===== EXCERPTED RECORDS =====

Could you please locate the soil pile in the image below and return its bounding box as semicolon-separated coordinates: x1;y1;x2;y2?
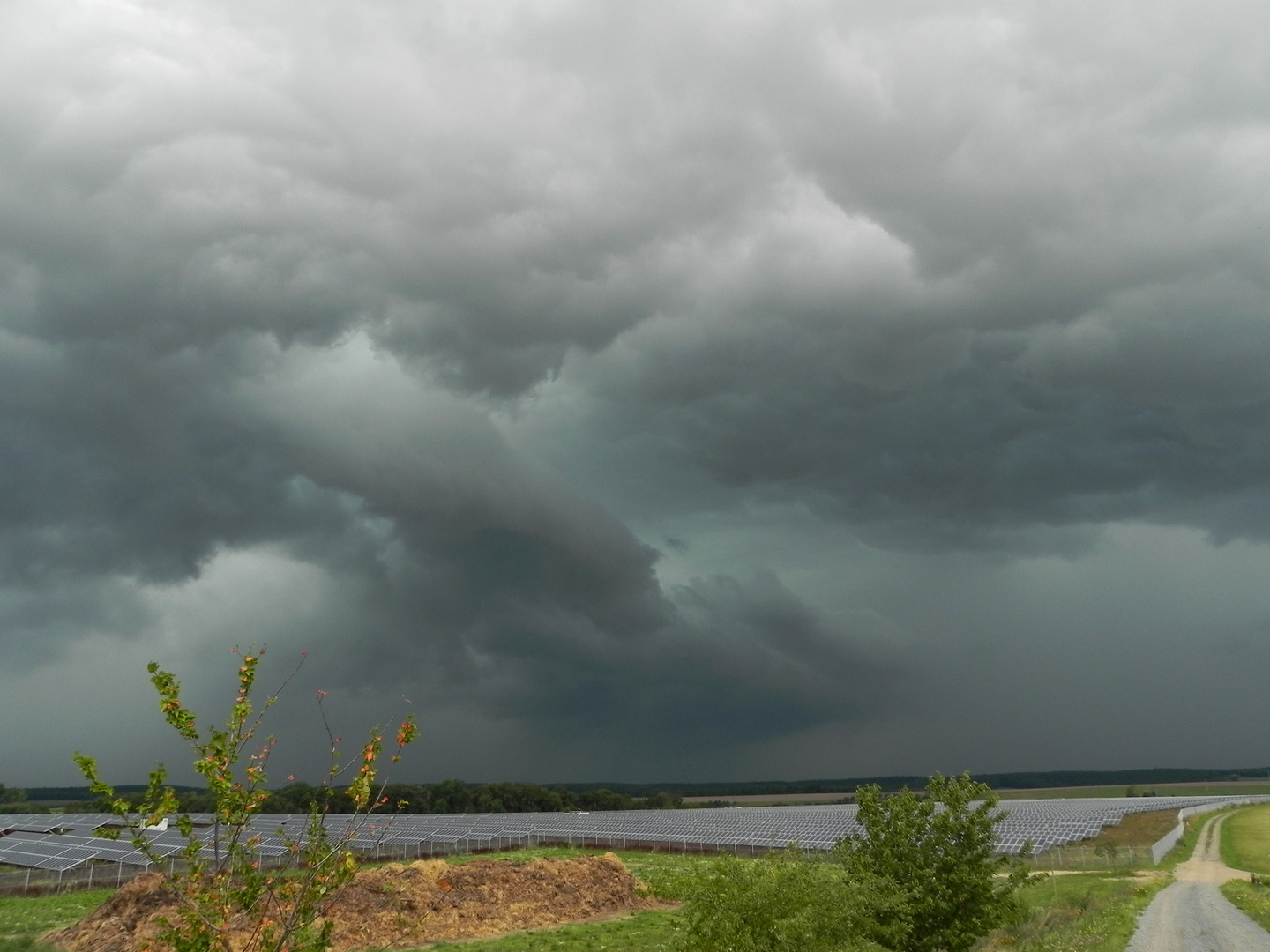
44;853;661;952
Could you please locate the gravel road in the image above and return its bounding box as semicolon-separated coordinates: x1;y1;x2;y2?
1126;816;1270;952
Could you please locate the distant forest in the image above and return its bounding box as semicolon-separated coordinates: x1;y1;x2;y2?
7;767;1270;814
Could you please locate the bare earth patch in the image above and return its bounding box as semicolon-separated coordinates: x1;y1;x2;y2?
44;853;664;952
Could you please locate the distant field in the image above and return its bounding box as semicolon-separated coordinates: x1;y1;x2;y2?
684;779;1270;806
1221;806;1270;874
684;793;851;806
996;779;1270;800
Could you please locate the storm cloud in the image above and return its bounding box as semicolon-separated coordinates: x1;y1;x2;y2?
0;0;1270;783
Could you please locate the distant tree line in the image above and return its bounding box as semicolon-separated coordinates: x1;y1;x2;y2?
265;781;684;814
0;783;49;814
56;781;684;814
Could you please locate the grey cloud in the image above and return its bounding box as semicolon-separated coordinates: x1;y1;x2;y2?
0;0;1270;770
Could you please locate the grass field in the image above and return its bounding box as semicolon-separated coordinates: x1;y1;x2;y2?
0;889;110;952
0;847;1168;952
996;778;1270;800
982;874;1169;952
1221;880;1270;931
1221;804;1270;874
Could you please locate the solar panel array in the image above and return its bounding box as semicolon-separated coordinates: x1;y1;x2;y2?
0;797;1270;871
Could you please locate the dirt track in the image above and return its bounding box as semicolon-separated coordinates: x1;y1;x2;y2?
1126;816;1270;952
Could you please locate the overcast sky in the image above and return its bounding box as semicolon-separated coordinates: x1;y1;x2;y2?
0;0;1270;785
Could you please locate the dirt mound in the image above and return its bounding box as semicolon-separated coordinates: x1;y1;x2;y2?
44;853;661;952
43;874;176;952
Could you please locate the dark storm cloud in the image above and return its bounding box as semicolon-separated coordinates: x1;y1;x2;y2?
0;0;1270;782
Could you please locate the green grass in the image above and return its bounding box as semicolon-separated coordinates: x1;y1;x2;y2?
1221;880;1270;932
0;889;113;952
996;779;1270;800
982;874;1169;952
1155;810;1229;871
0;852;1168;952
1221;804;1270;874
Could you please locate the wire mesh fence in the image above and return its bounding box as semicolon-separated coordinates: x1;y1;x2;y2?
1024;845;1155;872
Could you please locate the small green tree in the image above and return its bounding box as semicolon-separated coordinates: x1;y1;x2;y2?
75;649;418;952
837;773;1030;952
669;848;903;952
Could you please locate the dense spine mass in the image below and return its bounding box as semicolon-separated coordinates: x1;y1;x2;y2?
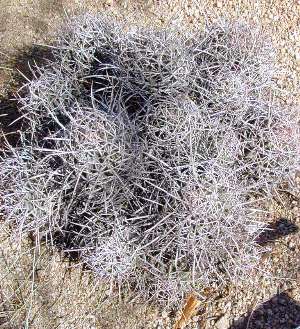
0;15;299;303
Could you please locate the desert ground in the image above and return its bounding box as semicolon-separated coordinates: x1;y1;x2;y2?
0;0;300;329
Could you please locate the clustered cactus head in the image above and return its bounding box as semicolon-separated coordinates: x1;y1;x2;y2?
0;15;299;304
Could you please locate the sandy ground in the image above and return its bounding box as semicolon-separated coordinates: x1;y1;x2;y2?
0;0;300;329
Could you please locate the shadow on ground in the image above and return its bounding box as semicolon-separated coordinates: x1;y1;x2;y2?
256;218;299;246
229;293;300;329
0;46;52;149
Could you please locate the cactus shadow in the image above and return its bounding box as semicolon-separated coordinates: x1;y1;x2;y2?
229;292;300;329
0;45;53;149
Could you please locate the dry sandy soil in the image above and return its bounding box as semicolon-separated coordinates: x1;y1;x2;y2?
0;0;300;329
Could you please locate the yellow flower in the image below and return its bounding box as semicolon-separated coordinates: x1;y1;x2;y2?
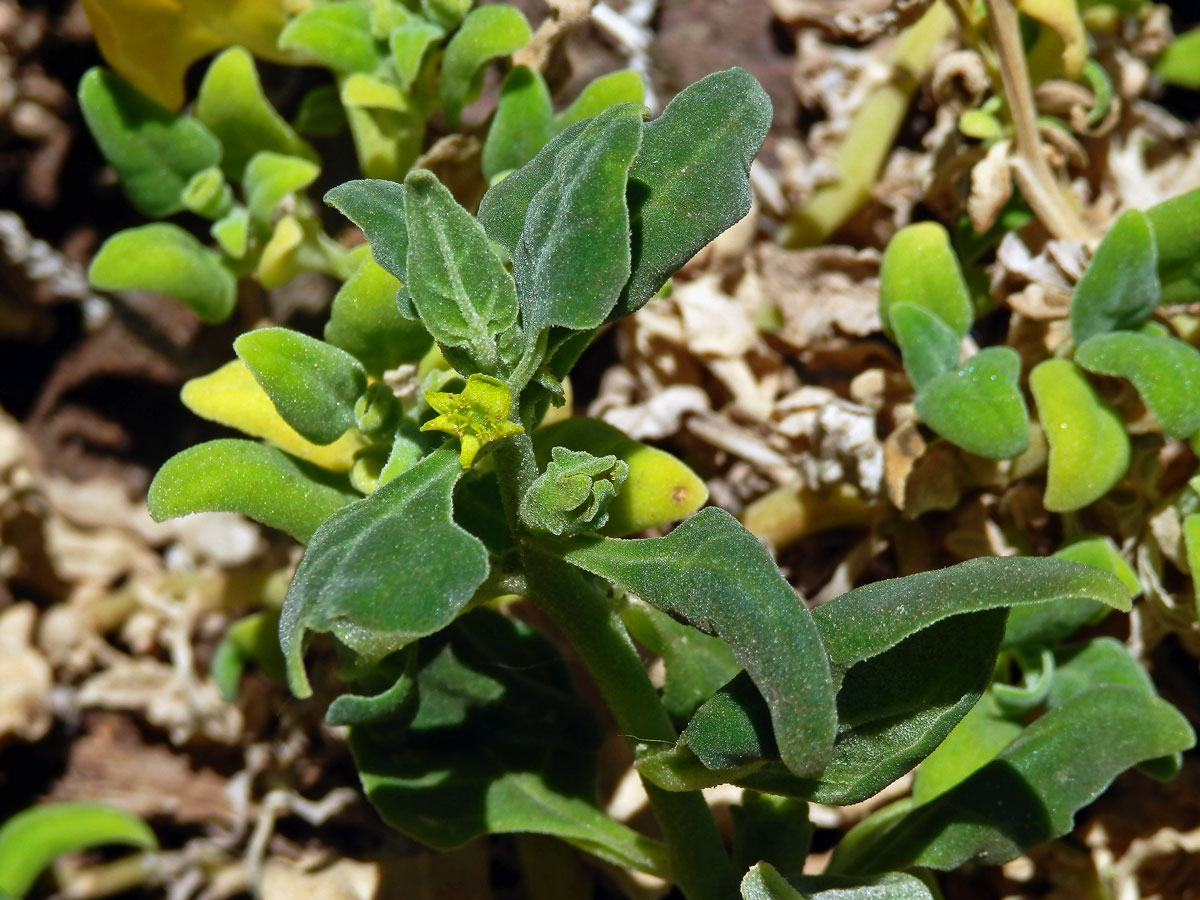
421;373;524;469
83;0;312;109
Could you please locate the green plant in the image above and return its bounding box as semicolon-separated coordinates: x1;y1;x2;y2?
0;803;158;900
142;70;1194;900
79;0;642;323
880;193;1200;512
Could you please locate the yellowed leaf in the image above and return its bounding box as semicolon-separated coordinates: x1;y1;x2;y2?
180;360;366;472
1016;0;1087;78
83;0;312;109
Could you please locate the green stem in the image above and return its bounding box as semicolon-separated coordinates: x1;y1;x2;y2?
781;2;954;250
984;0;1090;241
494;434;738;900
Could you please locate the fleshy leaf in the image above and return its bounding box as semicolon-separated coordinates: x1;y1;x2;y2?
564;508;836;776
1070;209;1162;344
325;254;431;377
1075;331;1200;439
637;558;1129;804
325;179;408;283
533;416;708;538
554;68;646;132
1015;0;1087;78
612;68;773;318
180;359;364;472
730;791;816;876
880;222;974;346
912;696;1022;803
280;448;487;697
83;0;295;109
916;347;1030;460
233;328;367;444
512;106;642;334
278;4;383;72
829;684;1195;872
388;19;445;91
146;438;359;544
79;68;221;218
1002;538;1141;649
0;803;158;898
88;222;238;324
620;598;742;720
888;301;962;391
442;4;533;127
196;47;317;181
404;169;517;373
742;863;940;900
242;151;325;226
1030;359;1129;512
481;66;554;181
350;608;667;875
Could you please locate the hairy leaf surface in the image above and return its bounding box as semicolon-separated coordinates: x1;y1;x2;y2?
280;448;488;697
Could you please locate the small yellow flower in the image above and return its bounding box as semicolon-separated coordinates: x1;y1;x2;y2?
83;0;312;109
421;373;524;469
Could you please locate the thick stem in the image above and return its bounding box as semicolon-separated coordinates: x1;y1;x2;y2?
494;434;738;900
984;0;1091;241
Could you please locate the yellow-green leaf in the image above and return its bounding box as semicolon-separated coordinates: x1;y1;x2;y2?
180;360;366;472
83;0;304;109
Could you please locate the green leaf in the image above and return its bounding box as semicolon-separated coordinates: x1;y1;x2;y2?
1030;359;1129;512
888;301;962;391
1154;28;1200;90
242;151;328;228
742;863;940;900
916;347;1030;460
1070;209;1162;344
146;438;359;544
1001;538;1141;649
620;598;742;720
482;66;554;183
638;558;1129;804
1075;331;1200;439
278;4;383;72
479;122;587;256
564;508;836;776
421;0;473;31
233;328;367;444
0;803;158;898
404;168;517;371
730;791;816;876
325;643;420;727
880;222;974;338
521;446;629;536
196;47;317;181
325;179;408;283
512;104;642;334
325;256;431;378
442;4;533;128
88;222;238;324
553;68;646;132
829;684;1195;872
280;448;488;697
388;19;445;91
912;696;1022;803
350;608;668;875
1146;190;1200;288
613;68;773;318
209;608;284;703
79;68;221;217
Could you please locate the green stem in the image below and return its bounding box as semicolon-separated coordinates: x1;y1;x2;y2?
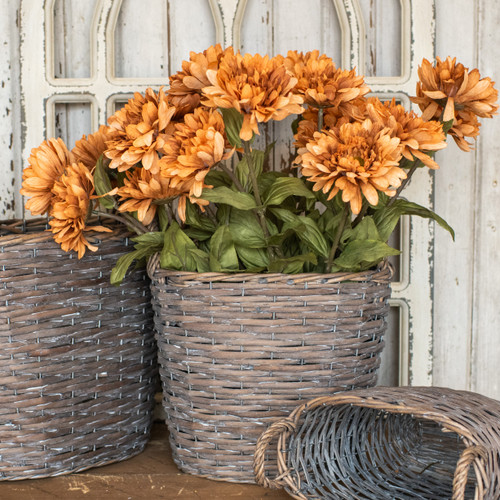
352;203;369;229
318;107;324;132
387;160;423;207
241;141;283;258
326;204;349;273
94;210;149;234
219;160;248;193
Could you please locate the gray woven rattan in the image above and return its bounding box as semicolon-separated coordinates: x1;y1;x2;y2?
254;387;500;500
0;222;157;480
152;265;391;482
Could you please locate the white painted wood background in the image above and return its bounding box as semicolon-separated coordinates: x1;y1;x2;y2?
0;0;500;398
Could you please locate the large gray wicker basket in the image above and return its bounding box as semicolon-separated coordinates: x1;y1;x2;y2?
152;265;391;482
0;222;157;480
254;387;500;500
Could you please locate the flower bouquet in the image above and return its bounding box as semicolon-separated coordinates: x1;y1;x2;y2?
21;45;498;282
18;45;498;481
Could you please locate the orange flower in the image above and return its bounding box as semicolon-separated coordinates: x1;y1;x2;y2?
366;97;446;168
160;108;233;197
412;56;498;151
105;89;175;173
203;52;304;141
293;107;352;149
298;119;406;214
284;50;370;117
21;139;73;215
167;44;230;116
117;168;202;226
71;125;114;169
49;163;110;259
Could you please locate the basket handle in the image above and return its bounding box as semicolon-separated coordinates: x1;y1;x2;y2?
451;445;487;500
253;417;297;490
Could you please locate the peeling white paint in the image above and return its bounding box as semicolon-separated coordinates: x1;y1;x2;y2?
0;0;500;396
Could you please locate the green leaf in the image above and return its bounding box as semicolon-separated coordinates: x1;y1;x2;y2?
349;215;384;241
210;226;239;272
229;210;266;248
188;248;210;273
270;208;329;257
235;245;269;272
205;169;232;189
269;252;318;274
110;246;155;285
219;108;243;148
156;205;168;231
334;240;400;272
373;199;455;241
94;155;115;208
131;231;164;246
263;177;316;206
160;221;208;272
234;157;250;189
200;186;257;210
186;200;216;234
267;228;295;247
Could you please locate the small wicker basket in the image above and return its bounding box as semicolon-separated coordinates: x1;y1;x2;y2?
0;222;157;480
254;387;500;500
152;265;391;482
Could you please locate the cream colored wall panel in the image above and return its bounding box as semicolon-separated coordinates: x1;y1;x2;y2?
12;0;500;395
114;0;170;80
167;0;216;73
434;0;476;389
0;1;21;219
359;0;403;77
50;0;97;78
471;0;500;399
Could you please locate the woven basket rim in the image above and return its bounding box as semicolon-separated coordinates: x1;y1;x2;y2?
282;386;486;444
152;260;393;283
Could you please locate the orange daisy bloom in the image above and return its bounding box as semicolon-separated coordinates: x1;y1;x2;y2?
167;44;230;116
299;119;406;214
21;139;73;215
49;163;111;259
117;168;204;226
202;52;304;141
284;50;370;117
293;106;352;149
71;125;114;169
366;97;446;169
104;89;176;173
412;56;498;151
160;108;233;197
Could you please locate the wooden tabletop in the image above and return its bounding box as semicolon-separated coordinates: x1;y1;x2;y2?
0;424;290;500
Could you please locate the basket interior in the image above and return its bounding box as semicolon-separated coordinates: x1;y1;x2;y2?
287;405;475;500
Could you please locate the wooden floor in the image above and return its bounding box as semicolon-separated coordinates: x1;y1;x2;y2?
0;424;290;500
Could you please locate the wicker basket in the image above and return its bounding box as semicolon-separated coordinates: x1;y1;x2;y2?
254;387;500;500
0;223;157;480
152;265;391;482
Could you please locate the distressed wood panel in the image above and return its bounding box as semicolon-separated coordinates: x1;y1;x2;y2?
0;1;21;219
471;0;500;399
434;0;476;389
114;0;170;80
13;0;500;395
50;0;97;78
167;0;216;73
359;0;403;77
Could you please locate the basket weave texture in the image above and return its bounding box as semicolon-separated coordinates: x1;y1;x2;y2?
152;265;391;482
254;387;500;500
0;223;157;480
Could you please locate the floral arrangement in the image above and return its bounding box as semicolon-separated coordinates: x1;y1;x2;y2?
21;45;498;283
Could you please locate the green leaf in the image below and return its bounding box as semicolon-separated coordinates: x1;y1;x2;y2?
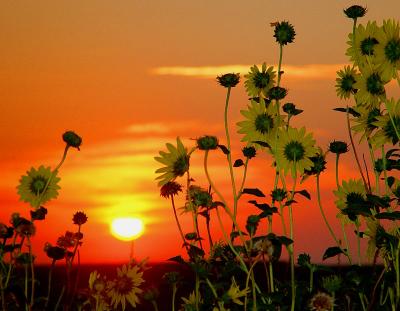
322;246;344;260
242;188;265;197
233;159;244;167
295;189;311;200
252;140;271;148
375;211;400;220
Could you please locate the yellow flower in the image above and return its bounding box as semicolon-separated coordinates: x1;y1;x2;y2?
272;127;318;176
107;265;144;310
244;63;275;98
376;19;400;80
17;165;60;208
227;277;250;306
336;66;358;99
237;98;282;149
308;292;335;311
371;98;400;148
354;66;388;109
154;137;190;186
346;22;382;70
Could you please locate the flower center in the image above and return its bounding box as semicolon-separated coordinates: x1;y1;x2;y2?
367;73;385;95
253;72;270;89
254;113;274;134
360;37;379;55
115;275;133;296
346;192;364;205
385;39;400;63
283;141;305;162
367;108;381;131
29;176;47;194
383;116;400;145
172;155;189;176
340;75;356;93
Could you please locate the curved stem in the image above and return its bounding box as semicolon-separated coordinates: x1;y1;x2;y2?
224;87;237;231
346;105;371;193
171;195;189;251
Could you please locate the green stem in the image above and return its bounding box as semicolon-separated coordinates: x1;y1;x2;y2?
45;259;56;309
224;87;237;231
172;283;177;311
171;195;189;251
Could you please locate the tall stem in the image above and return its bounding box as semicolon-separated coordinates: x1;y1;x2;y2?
224;87;238;231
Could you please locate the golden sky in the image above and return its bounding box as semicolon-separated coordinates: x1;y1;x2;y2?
0;0;400;262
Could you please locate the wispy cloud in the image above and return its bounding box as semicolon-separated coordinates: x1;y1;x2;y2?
151;64;345;79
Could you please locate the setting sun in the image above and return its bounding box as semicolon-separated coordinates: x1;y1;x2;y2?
110;217;144;241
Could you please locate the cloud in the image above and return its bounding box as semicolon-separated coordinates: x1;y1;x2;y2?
151;64;345;79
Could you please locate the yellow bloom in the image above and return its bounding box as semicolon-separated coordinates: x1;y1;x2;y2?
371;98;400;148
107;265;144;310
237;99;283;149
272;127;318;176
227;277;250;306
376;19;400;80
346;22;382;70
244;63;275;98
17;165;60;208
154;137;190;186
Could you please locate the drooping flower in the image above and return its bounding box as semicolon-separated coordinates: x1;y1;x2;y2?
17;165;60;208
244;63;275;97
107;265;144;310
72;212;88;226
160;181;182;198
354;66;388;109
371;98;400;148
376;19;400;80
346;22;382;70
336;66;358;99
154;137;190;186
272;127;318;175
274;21;296;45
217;73;240;88
237;99;282;149
343;5;367;19
308;292;335;311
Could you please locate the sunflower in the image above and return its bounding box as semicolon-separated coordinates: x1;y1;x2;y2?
351;106;382;141
376;19;400;80
333;179;366;223
372;98;400;147
107;265;144;310
336;66;358;99
272;127;318;176
346;22;382;70
17;165;60;208
237;98;282;149
154;137;190;186
354;66;388;109
244;63;275;97
308;292;335;311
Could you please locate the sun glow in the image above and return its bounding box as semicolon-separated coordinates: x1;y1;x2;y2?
110;217;144;241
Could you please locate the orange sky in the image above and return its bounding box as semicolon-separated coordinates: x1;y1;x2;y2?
0;0;400;262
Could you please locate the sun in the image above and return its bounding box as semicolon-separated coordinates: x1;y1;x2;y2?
110;217;144;241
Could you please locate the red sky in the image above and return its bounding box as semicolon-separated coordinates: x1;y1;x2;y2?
0;0;400;262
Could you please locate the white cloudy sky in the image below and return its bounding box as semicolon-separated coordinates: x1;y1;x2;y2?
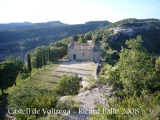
0;0;160;24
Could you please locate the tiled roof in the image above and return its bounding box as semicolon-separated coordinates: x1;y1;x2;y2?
70;43;94;49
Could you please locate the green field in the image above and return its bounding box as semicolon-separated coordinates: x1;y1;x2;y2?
0;63;59;95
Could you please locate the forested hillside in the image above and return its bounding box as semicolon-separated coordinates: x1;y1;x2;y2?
0;21;110;53
75;18;160;54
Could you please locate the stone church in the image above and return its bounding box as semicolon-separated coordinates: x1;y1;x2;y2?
68;41;101;63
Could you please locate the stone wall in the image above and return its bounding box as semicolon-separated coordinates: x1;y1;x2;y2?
68;48;94;61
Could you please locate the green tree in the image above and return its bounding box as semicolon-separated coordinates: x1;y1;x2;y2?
48;47;51;65
0;61;19;94
27;54;32;79
112;36;160;95
56;74;82;96
42;52;46;69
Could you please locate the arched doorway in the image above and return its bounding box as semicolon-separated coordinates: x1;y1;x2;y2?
73;54;76;60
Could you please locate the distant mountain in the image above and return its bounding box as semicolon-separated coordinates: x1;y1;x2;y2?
0;21;67;31
0;21;110;54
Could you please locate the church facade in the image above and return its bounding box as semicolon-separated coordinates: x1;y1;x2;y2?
68;41;101;63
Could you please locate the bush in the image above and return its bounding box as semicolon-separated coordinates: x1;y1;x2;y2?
8;86;57;120
56;74;82;96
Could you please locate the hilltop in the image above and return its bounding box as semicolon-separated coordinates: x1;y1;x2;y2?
0;21;110;61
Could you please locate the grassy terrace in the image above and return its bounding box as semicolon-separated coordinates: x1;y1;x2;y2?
0;62;59;96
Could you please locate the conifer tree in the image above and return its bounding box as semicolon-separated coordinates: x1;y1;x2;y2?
27;54;32;79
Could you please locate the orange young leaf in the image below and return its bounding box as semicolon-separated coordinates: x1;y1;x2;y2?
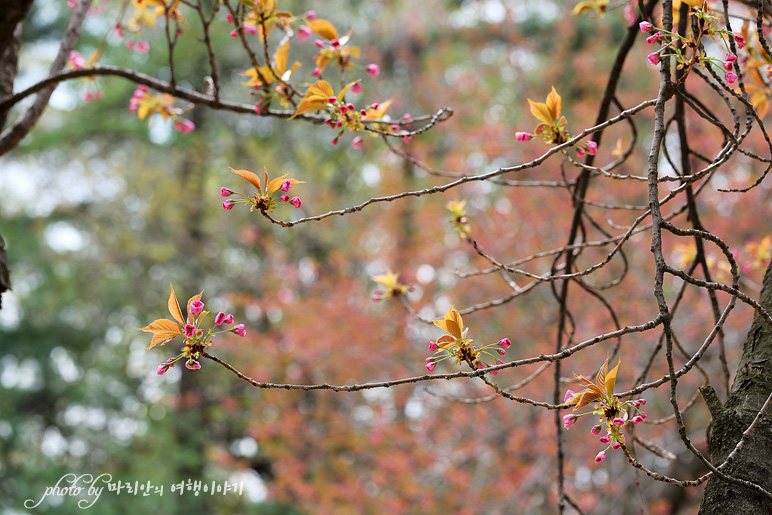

=====

Starting with the line that contains "Could you please locate the small yellow" and going on through the line that contains "83;0;304;109", arrange the records as a two-column CSV with the columns "wording" and "coordinates". Give one row per record with its text and its answer, putting each in a single quoted field and turning line breaks into spaces.

wording,coordinates
"Could you please locate the small yellow flower in the image above and return its bounding box as semicolon-separated coordinates: x1;y1;x2;y2?","83;0;312;109 421;373;524;469"
"Could you please locate the thick stem in the image above and return its bounding box as semicolon-separated coordinates: x1;y1;x2;y2?","494;434;738;900 984;0;1091;241"
"Could you please locate the yellow-green leaf in the image above and return its bounding box as semicolon-separated coordinates: x1;y1;x2;y2?","180;360;366;472 83;0;304;109"